Start of Working data
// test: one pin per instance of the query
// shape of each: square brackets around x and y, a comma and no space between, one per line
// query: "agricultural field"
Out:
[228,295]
End of Working data
Start of Working data
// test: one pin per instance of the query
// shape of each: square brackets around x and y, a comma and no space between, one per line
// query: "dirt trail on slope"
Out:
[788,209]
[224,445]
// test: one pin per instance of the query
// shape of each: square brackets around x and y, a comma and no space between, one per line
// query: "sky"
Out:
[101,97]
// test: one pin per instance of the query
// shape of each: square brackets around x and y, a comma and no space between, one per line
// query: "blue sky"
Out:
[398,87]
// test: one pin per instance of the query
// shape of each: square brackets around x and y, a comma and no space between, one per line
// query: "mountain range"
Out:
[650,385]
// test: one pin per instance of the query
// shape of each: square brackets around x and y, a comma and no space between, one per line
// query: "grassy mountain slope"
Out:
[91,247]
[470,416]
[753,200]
End of Working data
_What is expected_
Show every line of the rows above that contains the word "mountain".

_Result_
// query: "mountain range"
// query: "grassy mountain slope"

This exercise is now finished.